Given instruction » Reproduce the items below without any change, beginning with the line that has "Where can the child in blue". Stop after the line that has "point(548, 174)".

Data in this exercise »
######
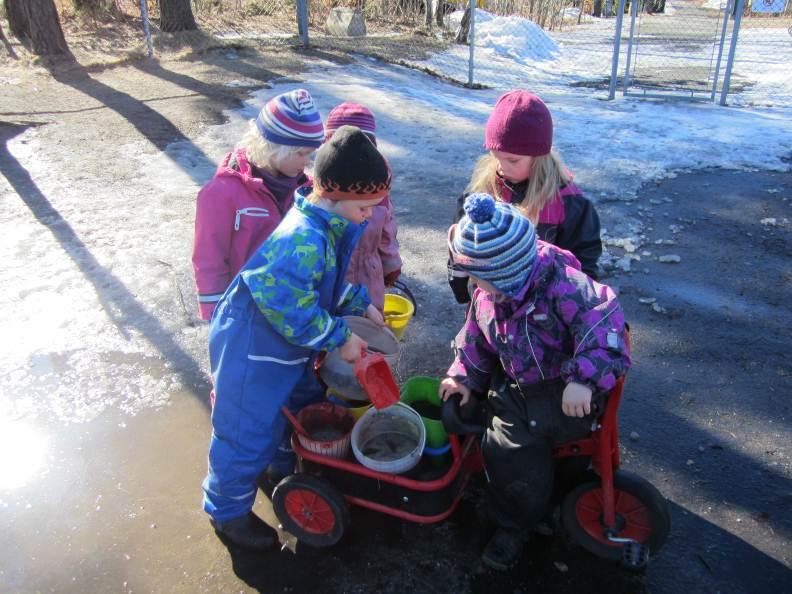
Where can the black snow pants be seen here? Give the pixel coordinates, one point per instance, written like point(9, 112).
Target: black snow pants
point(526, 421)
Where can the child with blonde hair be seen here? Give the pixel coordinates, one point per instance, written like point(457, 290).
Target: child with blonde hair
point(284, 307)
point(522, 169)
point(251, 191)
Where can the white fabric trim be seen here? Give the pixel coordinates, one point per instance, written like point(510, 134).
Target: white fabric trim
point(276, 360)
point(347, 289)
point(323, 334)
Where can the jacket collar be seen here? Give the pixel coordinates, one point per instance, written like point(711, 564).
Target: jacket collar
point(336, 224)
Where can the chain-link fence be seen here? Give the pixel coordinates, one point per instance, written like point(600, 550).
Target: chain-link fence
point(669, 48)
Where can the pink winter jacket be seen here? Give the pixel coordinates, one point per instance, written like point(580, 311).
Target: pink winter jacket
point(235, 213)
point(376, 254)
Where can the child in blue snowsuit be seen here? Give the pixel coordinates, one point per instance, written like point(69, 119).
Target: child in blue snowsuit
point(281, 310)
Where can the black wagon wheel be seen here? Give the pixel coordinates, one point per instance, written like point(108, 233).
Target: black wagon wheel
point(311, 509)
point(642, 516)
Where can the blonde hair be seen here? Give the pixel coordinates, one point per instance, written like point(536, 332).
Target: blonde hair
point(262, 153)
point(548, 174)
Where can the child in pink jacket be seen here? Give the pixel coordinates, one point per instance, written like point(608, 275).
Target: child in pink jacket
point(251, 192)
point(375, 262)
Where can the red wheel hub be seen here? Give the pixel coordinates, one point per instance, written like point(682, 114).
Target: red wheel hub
######
Exercise answer »
Where can the child in blue snowsuit be seen here? Give the pixel coordinates, one point per instance, written like point(69, 119).
Target: child in blue snowsuit
point(281, 310)
Where can the black wagon wheel be seen here? Give the pixel coordinates, one point per instance, written like point(108, 233).
Target: black wagon wheel
point(311, 509)
point(642, 516)
Where can the blonde hair be seen here? Give the pixel coordinates, one point per instance, written like point(536, 332).
Target: blonde hair
point(262, 153)
point(548, 174)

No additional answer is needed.